> [GIVEN EXERCISE]
Could you print every record below exactly as it appears?
++++ INPUT FOR THIS TASK
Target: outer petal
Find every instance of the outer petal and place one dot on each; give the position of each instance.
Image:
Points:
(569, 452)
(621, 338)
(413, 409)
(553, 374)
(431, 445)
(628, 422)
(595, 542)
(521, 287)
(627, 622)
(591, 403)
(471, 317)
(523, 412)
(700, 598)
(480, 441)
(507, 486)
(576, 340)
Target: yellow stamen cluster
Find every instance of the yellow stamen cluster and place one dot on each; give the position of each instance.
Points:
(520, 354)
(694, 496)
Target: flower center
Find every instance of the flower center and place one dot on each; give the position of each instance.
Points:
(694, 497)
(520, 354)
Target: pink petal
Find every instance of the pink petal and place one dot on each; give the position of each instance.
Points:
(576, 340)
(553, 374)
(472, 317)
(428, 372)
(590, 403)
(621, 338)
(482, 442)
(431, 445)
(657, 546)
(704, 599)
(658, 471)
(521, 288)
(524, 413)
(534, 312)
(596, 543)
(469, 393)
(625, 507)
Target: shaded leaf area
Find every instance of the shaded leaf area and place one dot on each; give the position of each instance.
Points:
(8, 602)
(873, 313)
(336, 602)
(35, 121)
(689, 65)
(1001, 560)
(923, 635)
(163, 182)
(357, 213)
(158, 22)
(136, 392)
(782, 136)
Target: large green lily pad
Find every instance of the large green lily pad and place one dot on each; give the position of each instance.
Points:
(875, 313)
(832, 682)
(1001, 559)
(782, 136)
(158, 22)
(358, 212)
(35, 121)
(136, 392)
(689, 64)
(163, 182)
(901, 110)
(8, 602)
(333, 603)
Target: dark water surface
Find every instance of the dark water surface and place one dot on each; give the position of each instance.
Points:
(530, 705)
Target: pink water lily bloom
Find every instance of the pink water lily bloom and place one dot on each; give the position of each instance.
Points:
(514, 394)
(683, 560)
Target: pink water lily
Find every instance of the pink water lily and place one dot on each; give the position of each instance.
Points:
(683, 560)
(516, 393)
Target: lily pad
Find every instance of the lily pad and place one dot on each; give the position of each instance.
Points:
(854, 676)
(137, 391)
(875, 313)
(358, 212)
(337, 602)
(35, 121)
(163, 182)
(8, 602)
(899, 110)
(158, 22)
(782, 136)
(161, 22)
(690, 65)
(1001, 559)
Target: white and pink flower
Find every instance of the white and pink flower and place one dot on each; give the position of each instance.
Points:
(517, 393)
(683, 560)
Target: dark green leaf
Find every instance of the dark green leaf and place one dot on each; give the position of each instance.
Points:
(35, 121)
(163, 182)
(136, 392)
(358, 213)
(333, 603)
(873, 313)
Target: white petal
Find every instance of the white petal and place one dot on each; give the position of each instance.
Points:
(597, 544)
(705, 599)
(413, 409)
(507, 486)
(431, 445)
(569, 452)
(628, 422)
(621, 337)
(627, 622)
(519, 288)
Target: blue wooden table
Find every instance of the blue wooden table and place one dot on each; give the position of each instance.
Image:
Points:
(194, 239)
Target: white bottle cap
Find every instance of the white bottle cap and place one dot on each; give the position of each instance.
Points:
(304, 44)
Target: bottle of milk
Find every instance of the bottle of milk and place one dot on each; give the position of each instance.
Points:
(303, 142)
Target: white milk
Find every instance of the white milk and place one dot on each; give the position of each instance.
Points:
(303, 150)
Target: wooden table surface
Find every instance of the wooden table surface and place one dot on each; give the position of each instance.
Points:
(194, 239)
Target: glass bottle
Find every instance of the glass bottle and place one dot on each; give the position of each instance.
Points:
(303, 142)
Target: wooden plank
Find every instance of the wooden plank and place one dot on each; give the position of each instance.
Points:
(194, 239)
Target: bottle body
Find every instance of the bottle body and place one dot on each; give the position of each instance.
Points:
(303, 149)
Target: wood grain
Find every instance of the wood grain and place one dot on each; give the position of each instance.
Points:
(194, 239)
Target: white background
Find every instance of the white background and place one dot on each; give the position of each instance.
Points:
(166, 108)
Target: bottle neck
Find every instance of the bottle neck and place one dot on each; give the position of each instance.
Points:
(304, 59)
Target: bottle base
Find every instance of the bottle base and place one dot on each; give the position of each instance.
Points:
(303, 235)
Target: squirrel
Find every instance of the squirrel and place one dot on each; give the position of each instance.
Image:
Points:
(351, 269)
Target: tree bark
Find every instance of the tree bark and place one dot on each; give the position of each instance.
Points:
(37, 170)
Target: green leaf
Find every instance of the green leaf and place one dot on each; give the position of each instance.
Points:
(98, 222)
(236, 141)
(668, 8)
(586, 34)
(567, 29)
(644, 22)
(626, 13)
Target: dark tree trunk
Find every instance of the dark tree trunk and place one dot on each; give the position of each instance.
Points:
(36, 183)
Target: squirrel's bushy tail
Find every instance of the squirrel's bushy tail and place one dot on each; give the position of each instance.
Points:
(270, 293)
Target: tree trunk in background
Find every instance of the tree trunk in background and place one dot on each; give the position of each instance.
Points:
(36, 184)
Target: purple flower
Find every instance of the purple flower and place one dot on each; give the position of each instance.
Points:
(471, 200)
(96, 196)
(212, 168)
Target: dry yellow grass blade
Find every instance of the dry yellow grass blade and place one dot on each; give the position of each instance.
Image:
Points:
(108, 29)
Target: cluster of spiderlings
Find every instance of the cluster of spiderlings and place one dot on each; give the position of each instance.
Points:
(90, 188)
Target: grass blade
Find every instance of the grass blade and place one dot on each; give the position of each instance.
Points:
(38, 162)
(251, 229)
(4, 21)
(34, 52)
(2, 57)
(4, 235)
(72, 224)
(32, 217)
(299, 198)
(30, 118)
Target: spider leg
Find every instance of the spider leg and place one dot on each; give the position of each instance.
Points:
++++++++
> [THE ANSWER]
Target: outer petal
Find every instance of the outer petal and place one dot on each; give the position of each instance.
Image:
Points:
(569, 452)
(621, 338)
(413, 409)
(553, 374)
(431, 445)
(628, 422)
(595, 542)
(521, 287)
(627, 622)
(591, 403)
(471, 317)
(523, 412)
(700, 598)
(480, 441)
(507, 486)
(576, 340)
Target: yellow stamen cluster
Find every instance of the yellow stamen cluster and place one dot on each; give the position of each instance.
Points:
(520, 354)
(694, 496)
Target: flower center
Find every instance of the flower center and place one dot on each; give the position of each instance.
Points:
(694, 497)
(520, 354)
Target: pink petal
Find every instance of the pink petal and place one dot on each; give the position of each instance.
Points:
(576, 340)
(553, 374)
(472, 317)
(428, 372)
(590, 403)
(621, 338)
(482, 442)
(431, 445)
(657, 546)
(704, 599)
(658, 471)
(521, 288)
(524, 413)
(534, 312)
(596, 543)
(469, 393)
(625, 507)
Target: shaded leaf area
Find every instance of the shaded leaf area and place one dot on each; give the position of each instance.
Points:
(8, 602)
(873, 313)
(336, 602)
(35, 121)
(689, 65)
(1001, 560)
(923, 635)
(163, 182)
(357, 213)
(158, 22)
(136, 392)
(782, 136)
Target: large green lily pad
Find every instance of the large green lily pad and place one dot on each; give the position of each instance.
Points:
(875, 313)
(832, 682)
(1001, 559)
(782, 136)
(158, 22)
(358, 212)
(35, 121)
(136, 392)
(689, 64)
(163, 182)
(901, 110)
(8, 602)
(333, 603)
Target: dark water surface
Find every instance of the dark water surface and place one dot on each; give the position of each instance.
Points:
(530, 705)
Target: pink water lily bloom
Find every instance of the pink water lily bloom and place one dot on each; give the position of each instance.
Points:
(514, 394)
(683, 560)
Target: pink water lily
Find every instance of the pink water lily and place one dot on each; give the position of each instance.
Points:
(683, 560)
(516, 393)
Target: lily pad
Find every instance of the lily pad and place one dot on each; give the position of each instance.
Points:
(854, 676)
(137, 391)
(875, 313)
(358, 212)
(337, 602)
(35, 121)
(163, 182)
(8, 602)
(899, 110)
(158, 22)
(782, 136)
(161, 22)
(690, 65)
(1001, 559)
Target: white and pink flower
Find every instance of the white and pink flower and place one dot on each; give the position of each instance.
Points:
(517, 393)
(683, 560)
Target: dark green leaf
Find every instance of the dark green leaf and place one dot on each; give the position of each instance.
Points:
(35, 121)
(163, 182)
(136, 392)
(358, 213)
(333, 603)
(873, 313)
Target: white petal
Find every instance of the white petal and place one dot on each; give the position of each instance.
Points:
(597, 544)
(705, 599)
(413, 409)
(507, 486)
(431, 445)
(569, 452)
(628, 422)
(621, 337)
(627, 622)
(519, 288)
Target: blue wooden table
Find every instance of the blue wooden table and place one dot on each; give the position of each instance.
Image:
Points:
(194, 239)
Target: white bottle cap
Find every instance of the white bottle cap and place one dot on each; give the position of each instance.
Points:
(304, 44)
Target: bottle of milk
Find every instance of the bottle of milk and place one dot on each; give the position of each instance.
Points:
(303, 142)
Target: white milk
Find every instance of the white milk and place one dot on each; give the position of each instance.
Points:
(303, 150)
Target: wooden table surface
Find every instance of the wooden table surface and place one dot on each; give the position of each instance.
Points:
(194, 239)
Target: glass bottle
Find every instance of the glass bottle and place one dot on each; give the position of each instance.
Points:
(303, 142)
Target: wooden plank
Find every instance of the wooden plank and place one dot on each; give the position of each instance.
Points:
(194, 239)
Target: bottle body
Find every instance of the bottle body and place one dot on each; give the position of each instance.
Points:
(303, 149)
Target: wood grain
Find every instance of the wood grain and place one dot on each; give the position of each instance.
Points:
(194, 239)
Target: white background
Find every instance of the white background and place one dot on each; give the position of each instance.
Points:
(166, 108)
Target: bottle neck
Find every instance of the bottle neck and place one dot on each; give the position of each instance.
Points:
(304, 59)
Target: bottle base
Find every instance of the bottle base and place one dot on each; give the position of each instance.
Points:
(303, 235)
Target: squirrel
Find every instance of the squirrel and place one dot on each; give the position of each instance.
Image:
Points:
(351, 269)
Target: tree bark
Find every instance of the tree bark and place one dot on each; give the position of each instance.
Points:
(37, 170)
Target: green leaf
Find every instance of the green leaf and place one dot on each; give the position of each instance.
Points:
(98, 222)
(236, 141)
(668, 8)
(586, 34)
(567, 29)
(644, 22)
(626, 13)
Target: dark tree trunk
Find every instance of the dark tree trunk and place one dot on each; give the position of each instance.
Points:
(36, 183)
Target: squirrel's bushy tail
Find every instance of the squirrel's bushy tail and place one dot on each; give the position of each instance.
Points:
(270, 293)
Target: tree trunk in background
Find every instance of the tree trunk in background and place one dot on each; give the position of each instance.
Points:
(36, 184)
Target: purple flower
Find every instance of the purple flower and place one dot on each; give the position of each instance.
Points:
(471, 200)
(96, 196)
(212, 168)
Target: dry yellow grass blade
Find every instance of the dry yellow grass blade and place one dot on each; give the position of each instance.
Image:
Points:
(108, 29)
Target: cluster of spiderlings
Find every instance of the cluster of spiderlings and place one dot on each; give the position of each instance.
Points:
(90, 188)
Target: grass blade
Find every instance of the grass blade and place one dot on each; give the position of each instance.
Points:
(38, 162)
(251, 229)
(4, 21)
(34, 52)
(2, 57)
(4, 235)
(72, 224)
(32, 217)
(299, 198)
(30, 118)
Target: spider leg
Find every instance of the spider leg and place one dot on each; give the position of each instance.
Points:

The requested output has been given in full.